**** Vorliegender Text

Der wegen Beleidigung angeklagte Satiriker Bassem Jussif wurde Sonntag von Ägyptens Staatsanwaltschaft befragt. Nach mehrstündigem Verhör kam gegen Kautionszahlung frei.

Die Leute stehen zu ihm: Bassem Jussif am Sonntag in Kairo. Bild: ap

KAIRO/ISTANBUL ap/dpa | In Ägypten ist der regierungskritischer Fernsehkabarettist Bassem Jussif nach einem mehrstündigen Verhör gegen Kaution freigekommen. Bassem Jussif wird vorgeworfen, in seiner wöchentlichen Sendung mit dem Titel „Das Programm“ sowohl den Islam, als auch Präsident Mohammed Mursi beleidigt zu haben.

Jussef war am Sonntag fünf Stunden lang von der Staatsanwaltschaft befragt worden, nachdem zuvor Haftbefehl gegen ihn erlassen worden war. Als sich der beliebte Komiker wie angekündigt der Justiz stellte, hatten sich vor seinem Büro Dutzende Anhänger versammelt. Jussif müsse eine Kaution in Höhe von umgerechnet rund 1.700 Euro zahlen, teilte die Staatsanwaltschaft mit.

********
**** Aufgeführte Datensätze

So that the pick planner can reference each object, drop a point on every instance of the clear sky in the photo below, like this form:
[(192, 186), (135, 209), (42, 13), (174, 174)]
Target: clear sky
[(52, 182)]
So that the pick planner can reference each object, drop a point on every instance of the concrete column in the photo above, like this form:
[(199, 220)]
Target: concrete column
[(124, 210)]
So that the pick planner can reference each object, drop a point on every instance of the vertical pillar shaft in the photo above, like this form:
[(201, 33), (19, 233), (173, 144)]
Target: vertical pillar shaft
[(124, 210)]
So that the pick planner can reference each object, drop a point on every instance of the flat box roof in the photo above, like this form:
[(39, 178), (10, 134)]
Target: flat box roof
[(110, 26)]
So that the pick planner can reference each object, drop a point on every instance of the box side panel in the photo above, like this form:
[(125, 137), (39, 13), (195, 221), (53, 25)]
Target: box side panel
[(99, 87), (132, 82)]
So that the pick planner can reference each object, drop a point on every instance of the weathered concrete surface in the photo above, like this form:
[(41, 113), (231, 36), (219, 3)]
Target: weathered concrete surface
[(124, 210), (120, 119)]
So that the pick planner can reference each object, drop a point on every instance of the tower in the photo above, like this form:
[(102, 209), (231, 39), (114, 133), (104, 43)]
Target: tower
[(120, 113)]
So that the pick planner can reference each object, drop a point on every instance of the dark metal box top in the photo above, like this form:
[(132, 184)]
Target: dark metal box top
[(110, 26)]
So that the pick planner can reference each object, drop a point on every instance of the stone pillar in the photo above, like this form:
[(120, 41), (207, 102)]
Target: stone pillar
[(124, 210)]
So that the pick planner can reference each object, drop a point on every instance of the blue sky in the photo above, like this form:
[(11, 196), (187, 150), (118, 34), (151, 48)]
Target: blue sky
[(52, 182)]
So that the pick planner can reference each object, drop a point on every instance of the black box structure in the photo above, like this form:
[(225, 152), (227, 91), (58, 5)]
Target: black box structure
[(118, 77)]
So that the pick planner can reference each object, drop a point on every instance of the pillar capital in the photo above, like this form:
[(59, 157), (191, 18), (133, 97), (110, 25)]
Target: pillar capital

********

### [Aufgabenstellung 1]
Gib aus den Datensätzen die Zeilen von der Zeile mit „of the tower“ bis einschließlich der Zeile mit „[(120, 113)]“ erneut wieder und tausche dabei „tower“ gegen „turret“ aus. Alles Übrige bleibt unverändert.
### [Aufgabenstellung 2]
Führe den Text über die Befragung des Satirikers Bassem Jussif im Anschluss an seinen letzten Satz fort.

### [Ergebnis 1]
So that the pick planner can reference each object, drop a point on every instance of the turret in the photo above, like this form:
[(102, 209), (231, 39), (114, 133), (104, 43)]
Target: turret
[(120, 113)]

### [Ergebnis 2]
Der Entertainer ist dafür bekannt, sich über Mursi und die neue islamistische Klasse in der ägyptischen Politik lustig zu machen. Er imitiert Reden und Gesten des Präsidenten und hat dessen Aussagen bereits einem Fakten-Check unterzogen. In einer Folge zeigte Jussef ein Rede Mursis aus dem Jahr 2010, in der dieser Zionisten als „Schweine“ bezeichnet hatte. Die Äußerung hatten zu einem diplomatischen Krach mit den USA geführt.

„Wir beleidigen nicht den Islam“, hatte Jussef am späten Samstag im Fernsehen gesagt. Wenn gegen irgendjemanden wegen Religionsbeleidigung ermittelt werden sollte, dann gegen diejenigen, die den Islam als Waffe und politisches Instrument ausnutzten, sagte er.

Oppositionelle sehen die Ermittlungen gegen Jussif als Eskalation einer Kampagne gegen Kritiker der Regierung. Gegen fünf andere prominente Gegner waren Haftbefehle wegen Anstiftung zur Gewalt ergangen. Der Friedensnobelpreisträger und Oppositionsführer Mohammed ElBaradei //twitter.com/ElBaradei:erklärte auf Twitter in der Nacht zum Sonntag, ein solches Vorgehen kenne man nur von „faschistischen Regimen“. Das sei ein Zeichen für die Unsicherheit und die „Wagenburgmentalität“ der islamistischen Regierung.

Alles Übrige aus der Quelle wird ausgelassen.